───── EXTRACT TO READ
Oct 15 / John Richardson

First Principles: Why Rights Come from God, Not Government

First Principles

"For there is no authority except from God, and those that exist have been instituted by God." — Romans 13:1b (ESV)

This verse cuts right to the heart of something we often miss: human rights don't come from government. If rights are merely granted by people, they can be taken away by people. But if rights come from God, they must be protected—not bestowed.

The founders understood this. They believed God established government to uphold justice and restrain evil (1 Peter 2:13–14). These first principles form the foundation of our freedom.

Government isn't a creator of rights but a guardian of what God has already given. When government stays in its lane—punishing evil and praising good—it serves its true purpose. When it confuses itself for the source of liberty, it inevitably begins to smother what it was meant to shield.

How the Founders Applied This

Look at the Declaration of Independence. The founders didn't write, "We grant ourselves these rights." They wrote that all men "are endowed by their Creator with certain unalienable Rights."

This wasn't just poetic language—it was a theological claim with political consequences. By anchoring rights in God rather than government, they established a standard that stood above any king, parliament, or majority vote. 

When King George violated these God-given rights, the colonists had grounds to resist. Their appeal wasn't to their own preferences but to a higher law that even kings must respect.

This is why they could claim both submission to legitimate authority and resistance to tyranny. Government derives its "just powers from the consent of the governed," but only insofar as it protects what God has already established. The moment it becomes destructive of those ends, it betrays its divine mandate.

But Culture is Shifting

As our culture drifts from reverence for God, many have tried to redefine freedom apart from Him. But liberty detached from its Source soon collapses. Claiming rights while denying the One who gives them is like building on clouds—beautiful for a moment, but unable to stand.

First principles ground and sustain liberty. Transcendent truth must be the foundation. Otherwise, we drift into relativism.

We're already seeing this in America. Truth is now defined by the autonomous self. But culture is built on shared values. If everyone defines their own truth, we dissolve the culture that built America—one microfracture at a time.

Think about how quickly public definitions shift—of life, of marriage, of justice, of what constitutes "the good." If these definitions rest only on polls or raw power, the weakest inevitably suffer.

Biblical first principles—God as Creator, man made in His image, moral law that stands above us—anchor freedom for the weak as well as the strong. Without them, rights become negotiable trophies traded by those with the loudest voices or the largest platforms.

Do We Have Hope?

We are not without hope. For those who belong to Christ, our calling remains: speak truth in love, bless those who curse us, and work for the good of our neighbors.

Our task isn't to "take back" a nation, but to walk faithfully in it—reflecting God's goodness in every sphere. God sovereignly orders all things, civil officials existing under Him for the public good. We can honor leaders without making them lords, and we can practice courageous citizenship without bowing to the spirit of the age.
──────────
───── SOURCE DATA
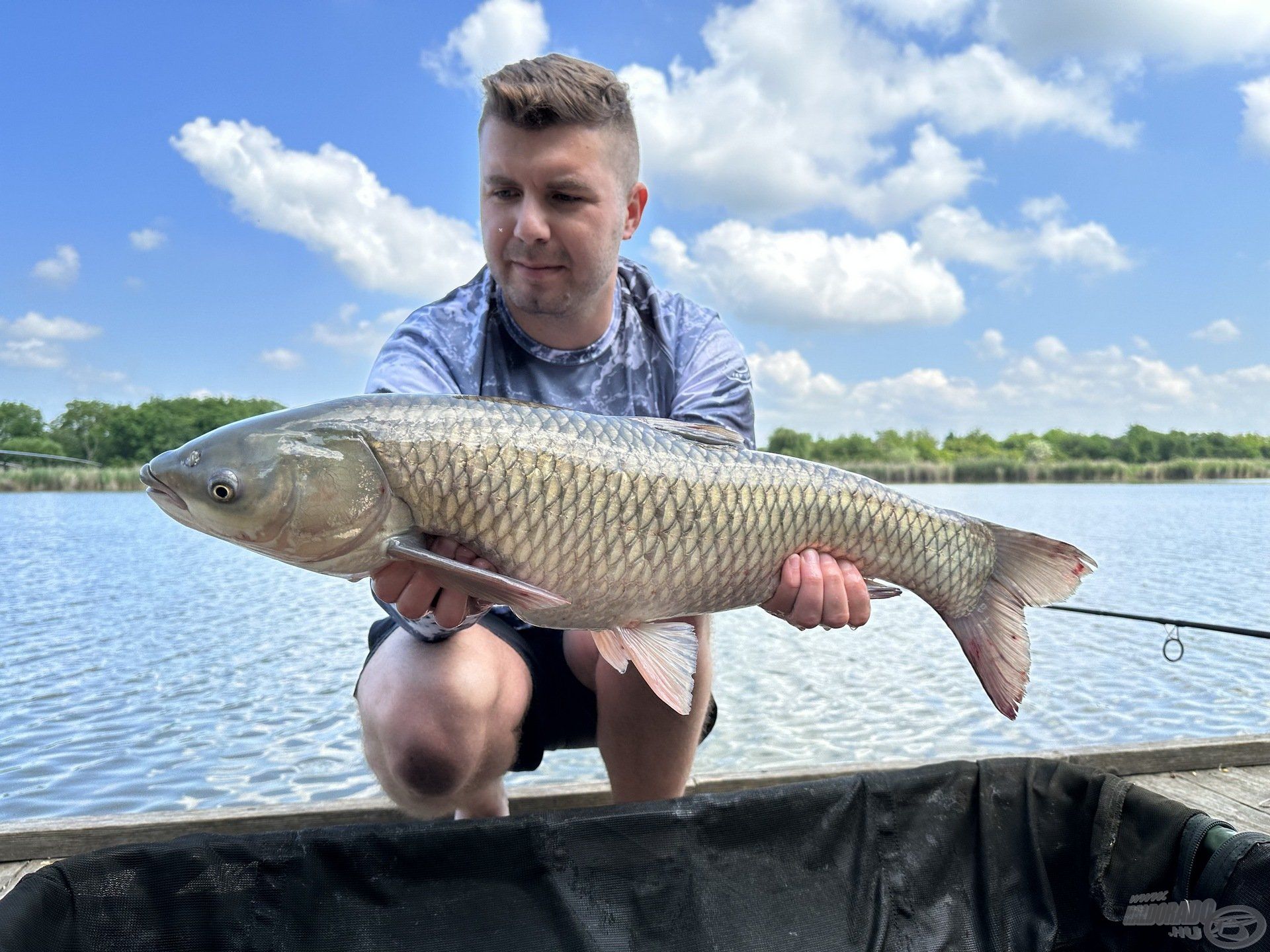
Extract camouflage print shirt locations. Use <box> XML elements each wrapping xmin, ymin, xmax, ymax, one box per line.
<box><xmin>366</xmin><ymin>258</ymin><xmax>754</xmax><ymax>641</ymax></box>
──────────
— WORK INSTRUCTION 1 —
In the First Principles article, what did the founders believe God established government to do?
— WORK INSTRUCTION 2 —
Please reproduce the stretch of the First Principles article from "Think about how" through "We Have Hope?", word for word.

— EXERCISE SOLUTION 1 —
To uphold justice and restrain evil.

— EXERCISE SOLUTION 2 —
Think about how quickly public definitions shift—of life, of marriage, of justice, of what constitutes "the good." If these definitions rest only on polls or raw power, the weakest inevitably suffer.

Biblical first principles—God as Creator, man made in His image, moral law that stands above us—anchor freedom for the weak as well as the strong. Without them, rights become negotiable trophies traded by those with the loudest voices or the largest platforms.

Do We Have Hope?